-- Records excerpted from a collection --
-----
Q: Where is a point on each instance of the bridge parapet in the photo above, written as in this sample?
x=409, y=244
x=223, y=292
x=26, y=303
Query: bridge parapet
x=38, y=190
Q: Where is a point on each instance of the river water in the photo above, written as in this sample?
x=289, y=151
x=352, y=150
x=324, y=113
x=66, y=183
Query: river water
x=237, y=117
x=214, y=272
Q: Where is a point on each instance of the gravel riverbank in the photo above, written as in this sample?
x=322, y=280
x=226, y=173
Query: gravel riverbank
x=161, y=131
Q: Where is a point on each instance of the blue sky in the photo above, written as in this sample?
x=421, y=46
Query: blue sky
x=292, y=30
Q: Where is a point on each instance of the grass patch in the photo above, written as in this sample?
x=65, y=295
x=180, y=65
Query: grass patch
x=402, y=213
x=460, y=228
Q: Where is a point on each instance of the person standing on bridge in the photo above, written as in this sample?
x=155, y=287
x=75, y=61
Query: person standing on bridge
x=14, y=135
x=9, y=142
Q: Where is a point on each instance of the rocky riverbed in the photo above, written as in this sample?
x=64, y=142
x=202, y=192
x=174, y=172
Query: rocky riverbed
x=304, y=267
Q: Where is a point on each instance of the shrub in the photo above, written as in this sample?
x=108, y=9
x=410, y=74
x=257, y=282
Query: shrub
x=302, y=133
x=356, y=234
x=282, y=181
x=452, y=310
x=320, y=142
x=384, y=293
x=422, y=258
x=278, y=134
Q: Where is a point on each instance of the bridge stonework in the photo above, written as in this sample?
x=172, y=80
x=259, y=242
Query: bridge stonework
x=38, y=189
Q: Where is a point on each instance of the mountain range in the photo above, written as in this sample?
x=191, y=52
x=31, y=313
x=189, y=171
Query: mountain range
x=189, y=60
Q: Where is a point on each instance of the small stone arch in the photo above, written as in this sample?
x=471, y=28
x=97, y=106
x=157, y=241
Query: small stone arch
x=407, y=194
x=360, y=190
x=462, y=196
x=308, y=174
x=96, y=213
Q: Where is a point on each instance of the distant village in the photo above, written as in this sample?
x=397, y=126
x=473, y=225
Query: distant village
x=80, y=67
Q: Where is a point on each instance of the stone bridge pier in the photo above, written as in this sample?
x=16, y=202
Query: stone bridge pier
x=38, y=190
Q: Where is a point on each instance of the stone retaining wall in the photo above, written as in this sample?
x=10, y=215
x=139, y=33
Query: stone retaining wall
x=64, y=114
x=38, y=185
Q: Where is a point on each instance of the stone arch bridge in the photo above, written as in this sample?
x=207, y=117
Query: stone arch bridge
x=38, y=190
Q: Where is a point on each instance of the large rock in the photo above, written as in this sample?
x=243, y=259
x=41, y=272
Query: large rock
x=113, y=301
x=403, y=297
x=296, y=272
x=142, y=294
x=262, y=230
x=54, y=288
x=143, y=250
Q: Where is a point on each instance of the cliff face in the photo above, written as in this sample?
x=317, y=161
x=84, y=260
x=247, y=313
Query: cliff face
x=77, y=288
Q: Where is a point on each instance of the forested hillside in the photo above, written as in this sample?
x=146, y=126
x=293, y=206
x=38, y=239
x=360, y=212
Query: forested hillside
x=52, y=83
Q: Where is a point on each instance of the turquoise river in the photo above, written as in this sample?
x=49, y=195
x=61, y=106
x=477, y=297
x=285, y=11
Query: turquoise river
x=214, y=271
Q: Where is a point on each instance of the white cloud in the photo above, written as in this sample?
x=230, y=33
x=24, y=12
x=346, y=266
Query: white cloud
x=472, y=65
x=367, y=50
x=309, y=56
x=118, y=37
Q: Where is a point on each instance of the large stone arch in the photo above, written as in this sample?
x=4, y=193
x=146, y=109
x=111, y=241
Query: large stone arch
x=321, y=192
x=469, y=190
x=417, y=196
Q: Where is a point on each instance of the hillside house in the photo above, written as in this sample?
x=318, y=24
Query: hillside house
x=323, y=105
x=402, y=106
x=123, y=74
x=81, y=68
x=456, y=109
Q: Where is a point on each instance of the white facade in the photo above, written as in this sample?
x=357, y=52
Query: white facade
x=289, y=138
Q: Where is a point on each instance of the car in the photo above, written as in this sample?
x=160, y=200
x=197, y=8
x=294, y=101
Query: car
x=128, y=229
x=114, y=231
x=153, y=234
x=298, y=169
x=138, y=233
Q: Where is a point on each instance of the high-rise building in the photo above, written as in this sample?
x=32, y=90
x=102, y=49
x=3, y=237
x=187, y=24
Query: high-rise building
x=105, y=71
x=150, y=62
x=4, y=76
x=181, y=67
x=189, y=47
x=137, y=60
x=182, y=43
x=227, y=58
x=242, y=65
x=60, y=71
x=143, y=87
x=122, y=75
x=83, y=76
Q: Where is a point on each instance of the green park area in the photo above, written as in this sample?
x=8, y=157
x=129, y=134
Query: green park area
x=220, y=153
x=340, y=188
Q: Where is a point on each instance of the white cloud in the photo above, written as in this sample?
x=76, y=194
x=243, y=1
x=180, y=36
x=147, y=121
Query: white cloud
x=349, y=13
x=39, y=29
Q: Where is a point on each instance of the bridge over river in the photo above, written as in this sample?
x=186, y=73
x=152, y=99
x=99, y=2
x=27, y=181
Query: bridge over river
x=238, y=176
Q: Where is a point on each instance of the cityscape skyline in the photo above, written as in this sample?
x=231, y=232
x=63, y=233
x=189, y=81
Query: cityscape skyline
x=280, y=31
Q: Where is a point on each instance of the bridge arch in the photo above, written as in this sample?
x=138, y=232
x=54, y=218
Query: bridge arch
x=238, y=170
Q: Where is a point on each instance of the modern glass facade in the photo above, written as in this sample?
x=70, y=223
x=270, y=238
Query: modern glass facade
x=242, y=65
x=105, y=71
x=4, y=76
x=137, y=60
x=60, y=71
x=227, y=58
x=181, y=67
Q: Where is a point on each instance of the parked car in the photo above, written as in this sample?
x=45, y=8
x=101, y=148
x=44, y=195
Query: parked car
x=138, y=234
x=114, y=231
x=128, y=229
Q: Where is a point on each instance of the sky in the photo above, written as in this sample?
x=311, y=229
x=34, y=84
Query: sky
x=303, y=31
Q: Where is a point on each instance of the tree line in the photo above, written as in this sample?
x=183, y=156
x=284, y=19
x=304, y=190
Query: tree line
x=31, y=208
-----
-- Work instructions --
Retype the entries above exactly, but only from the line containing "Query: gravel riverbank" through the line containing "x=397, y=126", both included.

-- Written answer --
Query: gravel riverbank
x=161, y=131
Q: Where is a point on each instance of the blue sky in the photo above, written as in this sample?
x=421, y=46
Query: blue sky
x=292, y=30
Q: Where is a point on each instance of the grass patch in the photo above, written as in this sample?
x=65, y=295
x=180, y=65
Query: grass patch
x=402, y=213
x=460, y=228
Q: Where is a point on each instance of the person standing on bridge in the photo above, written as in this sample?
x=155, y=287
x=75, y=61
Query: person standing on bridge
x=14, y=135
x=9, y=142
Q: Where is a point on each instance of the rocky riverbed in the photo above, written as in this sample?
x=64, y=142
x=202, y=192
x=174, y=172
Query: rocky riverbed
x=304, y=267
Q: Where is a point on each instance of the shrub in the photo above, written as in this sample?
x=108, y=9
x=410, y=74
x=257, y=282
Query: shrub
x=302, y=133
x=356, y=234
x=282, y=181
x=452, y=310
x=320, y=142
x=384, y=293
x=422, y=258
x=278, y=134
Q: Where is a point on each instance of the bridge stonework in the photo above, written as in this sample?
x=172, y=80
x=259, y=242
Query: bridge stonework
x=38, y=189
Q: Where is a point on each instance of the mountain range in the photo above, written as in this sample?
x=191, y=52
x=31, y=313
x=189, y=171
Query: mountain range
x=189, y=60
Q: Where is a point on each instance of the small stone arch in the photo above, written as in this sample?
x=471, y=28
x=97, y=106
x=157, y=241
Query: small stone arch
x=407, y=194
x=360, y=190
x=462, y=196
x=308, y=174
x=96, y=213
Q: Where is a point on each instance of the distant village in the photo above, written as in this sample?
x=397, y=126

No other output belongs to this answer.